Source document >>
Second Life Circus
My teaching life got all the more chaotic last week with the introduction of Second Life into my classes. As I have mentioned before I am using SL for my 4th year undergrad and MSc module in Multimedia Design. I coaxed the university into buying an island, and the students will be terrforming throughout the module. We started the class with nothing at all on the island - a blank canvas - and it is their job to design and build whatever* they want on it. They will be assessed by 100% coursework from a portfolio in SL which contains: a multimedia tutorial to help other students learn SL, a fun interactive object of their choice, a section of the island which they have created with a group of students, a peer review and a learning diary.
I got quite excited by all this. It's all nice and constructionist, and community of learners-ish. It's the intersection of user generated content and social networking, and fits in with multimedia research grand challenges (as defined by the ACM special interest group on Multimedia). (See my intro slides for the class for more about this). And it sounds fun. I would have liked to do something like that as a student.
I spent a lot of time (A LOT) during the Christmas holidays teaching myself the scripting language in SL and learning how to build objects. Scripting in SL is never boring. You're programming in world - the scripts are running as you work on them so the objects do all kinds of unexpected things. I was playing with a giant strawberry trying to make it float like a ball (to learn the physics functions) and it started rolling down the hill I was standing on, gathering speed until it crashed into the sea. I had to gallop down the hill chasing after it. To this day, the sea round the island is littered with strawberries. I was also pursued by a giant snowman of my own making, but that is another story. Now this is the kind of programming I like. Beats writing a calculator in reverse polish notation, huh?
Well, the first class came along and I managed to get the 4th years all fired up about it. Or as fired up as students get about these things. (The MSc students gazed at me in mute incomprehension as normal. Sometimes I think they must think me entirely mad). Anyway some of the 4th years went off to the labs and started up Second Life immediately, before even the first lab class. And that, gentle readers, is when the circus began.
We have two multimedia labs full of computers which are meant to be our souped up fast computers for this module. Alas, these computers meet only the minimum spec for SL but not the recommended spec. This is the difference between a happy well adjusted lecturer and a raving maniac. The computers keep crashing. Sometimes they run terribly slowly. And to add to the circus, there were intermittent network problems. The upshot of all this was that the students got frustrated. Very few of them managed to complete the lab exercise, and lots went home to do it on their home computers which , belonging to computer science students, are far superior to our lab resources. We went from a class of mostly enthused playful students to some frustrated, apathetic students. By the Friday lab class for MSc students we had a computing officer there to view the carnage and also my pal the Flexible Learning coordinator from the university to witness my pain. :-) There were some incidents where male students found themselves with female avatars. Grey, naked female avatars. Luckily they found this quite funny. But at the end of the class a (mature) student told me quite sternly that these working conditions were unacceptable and that they couldn't be assessed on work which had to be done of such poor facilities. I completely agree with him. I tell you, this is exactly the sort of interaction which haunts my dreams and makes me wake up in a cold sweat.

Raw records:
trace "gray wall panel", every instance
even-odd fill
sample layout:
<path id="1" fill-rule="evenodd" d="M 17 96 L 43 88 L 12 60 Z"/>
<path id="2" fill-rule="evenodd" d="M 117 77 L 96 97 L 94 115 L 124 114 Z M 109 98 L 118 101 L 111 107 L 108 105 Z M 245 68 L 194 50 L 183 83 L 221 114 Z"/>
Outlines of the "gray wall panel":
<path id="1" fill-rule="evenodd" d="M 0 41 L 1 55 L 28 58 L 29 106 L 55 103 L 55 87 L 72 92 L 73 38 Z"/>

* * *

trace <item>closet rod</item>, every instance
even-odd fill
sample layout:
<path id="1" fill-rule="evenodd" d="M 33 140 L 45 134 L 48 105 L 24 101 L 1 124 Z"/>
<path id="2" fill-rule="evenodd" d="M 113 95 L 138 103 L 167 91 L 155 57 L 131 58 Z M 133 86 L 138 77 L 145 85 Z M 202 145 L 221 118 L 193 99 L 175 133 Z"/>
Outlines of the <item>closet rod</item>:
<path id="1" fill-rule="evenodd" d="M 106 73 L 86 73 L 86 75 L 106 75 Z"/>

Work to do >>
A. Using the Second Life post, decide whether each statement agrees with it: (i) The students' portfolio includes a peer review. (ii) The lab computers meet the recommended spec for Second Life. (iii) The giant strawberry ended up in the sea. For each one, answer yes or no and quote the deciding words from the post.
B. Pick up the Second Life post at the point where it stops and continue it.

Expected outputs >>
A.
(i) Yes: "a peer review and a learning diary"
(ii) No: "these computers meet only the minimum spec for SL but not the recommended spec"
(iii) Yes: "gathering speed until it crashed into the sea"

B.
<rant> I had to endure various comments from colleagues about how I should have checked this out in advance. I DID! I got it installed early Nov. I ran a pilot lab class in mid November. I've been planning this since September! It's just the problem only started to show up when more students used it and for longer periods. In fact, it showed up first late Dec because some students had to do an assignment in SL for another module. And did the lecturers for that module check it out? Err, no. </rant> Sorry, about that. I feel better now.
Well, where are we now? The computing staff now agree with me that the problem is caused by not having good enough graphics cards, the Computing King has agreed to upgrade the machines and they have now ordered some graphics cards to try out so they know what to upgrade to. Most of the students are signed up with SL and some have started building things on our island. My Flexible Learning pal emailed me the other day to say: "Well, anyway, there I was, sitting around on the HWU island and a student was madly building. Car, objects, a whole house, and other weird and wonderful things... he came up eventually and handed me a cocktail, which I kept". Note that the lab class on building is tomorrow so this guy is ahead of the game.
By the way, the HWU island is open only to students on the module just now and once they have work they want to share I will open it to the public.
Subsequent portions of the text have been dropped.